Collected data
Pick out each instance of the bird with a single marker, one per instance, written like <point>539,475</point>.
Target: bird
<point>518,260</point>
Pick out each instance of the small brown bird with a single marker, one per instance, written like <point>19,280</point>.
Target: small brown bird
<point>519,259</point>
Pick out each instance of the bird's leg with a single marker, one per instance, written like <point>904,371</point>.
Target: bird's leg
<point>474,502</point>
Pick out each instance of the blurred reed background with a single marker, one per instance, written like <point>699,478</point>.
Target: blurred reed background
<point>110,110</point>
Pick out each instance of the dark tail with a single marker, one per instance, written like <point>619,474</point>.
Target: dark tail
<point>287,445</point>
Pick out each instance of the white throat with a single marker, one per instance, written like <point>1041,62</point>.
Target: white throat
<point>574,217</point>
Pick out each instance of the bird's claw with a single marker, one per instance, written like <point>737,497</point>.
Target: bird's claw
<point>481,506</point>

INSTRUCTIONS FOR THE TASK:
All records above are to be returned exactly as given.

SOLUTION TO THE PROBLEM:
Pick out each instance of the bird with a single marker, one per instance, written like <point>539,475</point>.
Target: bird
<point>518,260</point>
Pick out each instance of the small brown bird with a single marker, one per instance, written like <point>19,280</point>.
Target: small brown bird
<point>519,259</point>
Pick out each instance of the bird's leg with a single marker, one per instance, written like <point>904,371</point>.
Target: bird's leg
<point>474,502</point>
Pick out each instance of the blurred reed background with a single marker, one per instance, written like <point>699,478</point>.
Target: blurred reed background
<point>110,110</point>
Pick out each instance of the dark tail with a single marker, one per instance, written like <point>619,474</point>.
Target: dark tail
<point>287,445</point>
Pick out each instance of the white throat with a single marker, one per instance, written like <point>1041,62</point>.
Target: white throat
<point>574,217</point>
Pick out each instance of the bird's claw with a single marker, one per instance, written like <point>737,497</point>.
Target: bird's claw
<point>481,506</point>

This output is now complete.